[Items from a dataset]
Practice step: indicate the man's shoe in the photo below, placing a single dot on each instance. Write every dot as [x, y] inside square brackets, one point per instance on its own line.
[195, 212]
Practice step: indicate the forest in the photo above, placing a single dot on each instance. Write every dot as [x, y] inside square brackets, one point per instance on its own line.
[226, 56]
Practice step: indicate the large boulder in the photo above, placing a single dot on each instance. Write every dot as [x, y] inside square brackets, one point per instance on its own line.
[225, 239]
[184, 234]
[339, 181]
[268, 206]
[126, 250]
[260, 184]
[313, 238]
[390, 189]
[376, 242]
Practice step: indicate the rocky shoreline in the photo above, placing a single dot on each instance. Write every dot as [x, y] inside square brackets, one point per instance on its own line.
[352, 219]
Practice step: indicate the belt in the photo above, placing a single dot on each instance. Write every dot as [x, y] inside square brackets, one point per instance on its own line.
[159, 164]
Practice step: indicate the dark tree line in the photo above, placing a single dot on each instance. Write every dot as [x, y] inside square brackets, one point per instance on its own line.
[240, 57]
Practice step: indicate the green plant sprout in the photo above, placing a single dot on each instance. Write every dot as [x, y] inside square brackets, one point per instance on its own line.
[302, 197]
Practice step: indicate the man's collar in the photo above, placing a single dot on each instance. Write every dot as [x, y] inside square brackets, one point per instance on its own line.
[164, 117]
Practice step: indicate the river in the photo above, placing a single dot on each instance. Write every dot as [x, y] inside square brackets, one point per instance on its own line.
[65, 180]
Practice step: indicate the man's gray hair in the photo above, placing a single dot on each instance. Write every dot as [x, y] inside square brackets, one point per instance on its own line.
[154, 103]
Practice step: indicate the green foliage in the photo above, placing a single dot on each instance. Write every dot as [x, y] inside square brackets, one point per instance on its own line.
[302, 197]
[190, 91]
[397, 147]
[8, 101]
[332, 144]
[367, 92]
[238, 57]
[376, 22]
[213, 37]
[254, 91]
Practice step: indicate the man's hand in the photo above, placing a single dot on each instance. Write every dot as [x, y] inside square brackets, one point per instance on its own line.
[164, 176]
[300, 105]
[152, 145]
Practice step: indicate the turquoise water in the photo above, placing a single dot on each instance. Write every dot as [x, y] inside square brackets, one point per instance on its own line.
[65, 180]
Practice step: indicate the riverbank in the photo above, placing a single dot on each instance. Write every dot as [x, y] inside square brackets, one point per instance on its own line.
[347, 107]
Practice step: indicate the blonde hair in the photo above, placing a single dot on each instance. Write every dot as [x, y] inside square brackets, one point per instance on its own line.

TASK: A complete, exact repeat of the records is the required answer.

RESULT OF THE TASK:
Practice step: indicate the man's shoe in the photo below, placing a single dot on each instance. Write every dot as [x, y] inside square brackets, one point per instance on its own line.
[195, 212]
Practice step: indicate the forest in the photo above, placing a single dot on each instance. Write every dot as [x, y] inside square brackets, one point per instance on its own line.
[226, 56]
Practice step: indicate the large boulder in the photo above, placing a single dot on each instance. Write every dot as [x, y] inside square brackets, one point per instance on its own line.
[225, 239]
[184, 234]
[339, 181]
[268, 206]
[126, 250]
[260, 184]
[313, 238]
[390, 189]
[376, 242]
Practice step: indicate the rocky shoreline in the photo above, placing a single dot on each instance. Write every dot as [x, y] inside square brackets, one point per instance on its own line.
[352, 219]
Practice step: indicate the belt in the photo above, placing a single dot on each instance. Write every dot as [x, y] inside square brackets, one point per instance on its own line.
[159, 164]
Practice step: indicate the dark tree line in the photo above, placing a single dot on each instance. Write every dot as [x, y] inside square brackets, one point per instance on its own line.
[240, 57]
Practice step: indicate the green plant sprout in the photo above, placing a single dot on each instance. Write every dot as [x, y] inside square brackets, one point per instance on its own line.
[302, 197]
Practice step: indicate the man's collar in the photo above, placing a single dot on each instance. Write every dot as [x, y] inside square brackets, one point per instance on its own line.
[164, 117]
Practice step: indicate the river in the photo above, placing a single dot on each instance. Write every dot as [x, y] inside square brackets, one point per instance on its own line.
[65, 180]
Practice step: indicate the man's gray hair in the photo above, placing a single dot on each instance. Write every dot as [x, y] inside square brackets, one point per instance on its own line.
[154, 103]
Practice step: indicate the green foliage in the photo above, placing a single dot on each instance. Write every dot as [x, y] inside square brackets, one point per instance on its own line.
[302, 197]
[190, 91]
[397, 147]
[8, 101]
[332, 144]
[367, 92]
[238, 57]
[376, 22]
[213, 37]
[254, 91]
Practice step: indicate the man's hand in the photo above, placing a single dot on each instance. Write every dot as [x, y] inside square brackets, one point per instance on its own line.
[164, 176]
[300, 105]
[152, 145]
Practice step: indicate the turquoise water in the photo above, placing a single dot on each instance. Write every dot as [x, y] inside square brackets, one point per instance on its own line.
[65, 180]
Practice step: indicate the riverbank in the photo above, placing a single dot on each instance. Write every dot as [x, y] inside square brackets, one point per instance on its own line.
[347, 107]
Practice step: indicate the blonde hair in the photo above, placing a single dot on each instance. Write every dot as [x, y] inside square brackets, one point per instance on its own line.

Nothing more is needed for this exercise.